Фирма «Антон Фринта» работала в Берге (60 км. на восток от Вены) для фирмы Лейхтметалл (Leichtmetall). Туда из Вены в начале августа прибыли Болдырев с Виноградовым и Поздеевым, и им удалось договориться с Лейхтметаллом принять на работу «Эрбауер» и разместить её рабочих и их семьи в пустующих бараках лагеря Берг.

Не успел «Эрбауер» как-то обосноваться, как из-за приближения Советской армии пришлось искать более надёжное место в западной части Германии. Преодoлев многие трудности, «Эрбауэр» был принят на работу в Нидерзахсверфен (Niedersachswerfen, Тюрингия). Бараков для рабочих там не было, и первая группа рабочих «Эрбауэра» приступила к постройке бараков для себя и для оставшихся в Берге. «Эрбауер» успел покинуть Берг до прихода туда большевиков и переехать в Нидерзахсверфен незадолго до прихода туда американцев, всё ещё продолжая строить для себя бараки.

Будучи в Нидерзахсверфене, мы узнали от о.Митрофана Зноско (позднее епископ РПЦЗ, епископ Бостонский, викарий Восточно-Американской епархии), что в Гудерслебене, в 8 км. от Нидерзахсверфена, в ужасных условиях живут насильно вывезенные из-под Пскова люди. На Новый год, пользуясь внеочередным выходным днём, мы решили их навестить.

В cвоей книге о.Митрофан писал: «В лагере Гудерслебен в одном деревянном бараке и в двух огромных конюшнях было размещено 500 человек,«остов», преимущественно стариков и женщин. (…) Земляные полы, трёхъярусные нары, отсутствие окон, отсутствие не только бани, но и умывален, полное отсутствие элементарных гигиенических условий и медицинской помощи. Чтобы умыться, освежить лицо и вымыть руки, надо было выходить из барака к колодцу. (…) На нарах лежали вперемежку здоровые и больные сыпным тифом, и умирающие. Этот лагерь посещал я обычно три, минимум два раза в неделю, совершая молебны, вознося к Престолу Спаса Всемилостивого специальные молитвы о болящих и страждущих, утешая и ободряя несчастных. В каждое посещение приходилось отпевать и хоронить на ближайшем кладбище одного-двух умерших. Зверюга «Лагерфюрер» неоднократно изгонял меня с территории лагеря. Уходя в им открытые двери, я, как говорят, возвращался к несчастным «через окно».

□ □ □ □ □ □ □

Что требуется ->
a: Сократите абзац исходного текста, начинающийся со слов «Не успел «Эрбауер» как-то обосноваться». Представьте его в виде списка и сохраните основные факты.
b: Продолжите исходный текст о лагере Гудерслебен, начав сразу после последнего приведённого предложения.

□ □ □ □ □ □ □

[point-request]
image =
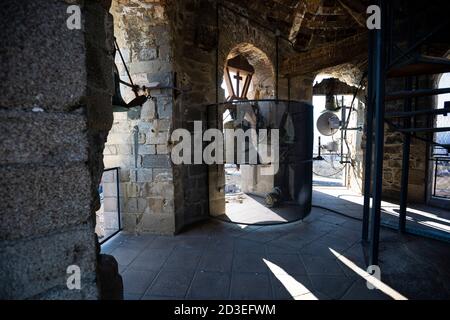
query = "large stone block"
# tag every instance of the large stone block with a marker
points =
(29, 268)
(38, 200)
(35, 37)
(157, 224)
(156, 161)
(42, 138)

□ □ □ □ □ □ □

Ответы по порядку ->
a:
- Из-за приближения Советской армии «Эрбауер» пришлось искать более надёжное место в западной части Германии.
- После многих трудностей фирму приняли на работу в Нидерзахсверфен (Тюрингия).
- Бараков для рабочих там не было. Первая группа рабочих начала строить их для себя и для тех, кто остался в Берге.
- «Эрбауер» покинул Берг до прихода большевиков. Он переехал в Нидерзахсверфен незадолго до прихода американцев и всё ещё продолжал строить бараки.

b:
Моя жена записала в дневнике: «Пришли, и, о ужас, что мы там увидели! Люди живут в трёх бараках. Один из них – каменный сарай с высоким потолком. До конца – нары сплошные. Посередине разжигают костры. Окон нет. Люди спят на гнилой соломе. Ноги сидящих на нижних нарах утопают в грязи. Сидят согнувшись. Нары сделаны так, что на них можно только лежать. В других бараках не лучше. В одном из них родила женщина. В такой грязи живёт и дышит ребёнок! Кормят плохо. Папирос не дают. Во второй раз мы снесли туда книги, а для новорожденного две рубашки и тапочки. Пришлось горько плакать. Несчастные люди, что они могут сказать в свою защиту?! Переводчицы у них такие же, как и они сами, малообразованные девицы в платочках». Добавлю от себя, что входили мы не через ворота, где бы нас не пропустили, а не без риска через дырку в заборе. Помочь мы, собственно говоря, ничем не могли.

2 апреля жена написала в дневнике: «Доктор Георгий Анатолиевич Лясковский говорил, что в том лагере, где мы были со Славой – всех косит тиф, брюшной и сыпной. Немцы не обращают никакого внимания и не дают лекарств». Др. Лясковский хотел как-то помочь, но немцы не разрешили. (…). Американцы пришли в апреле и, надо полагать, передали людей в советские руки для отправки в СССР.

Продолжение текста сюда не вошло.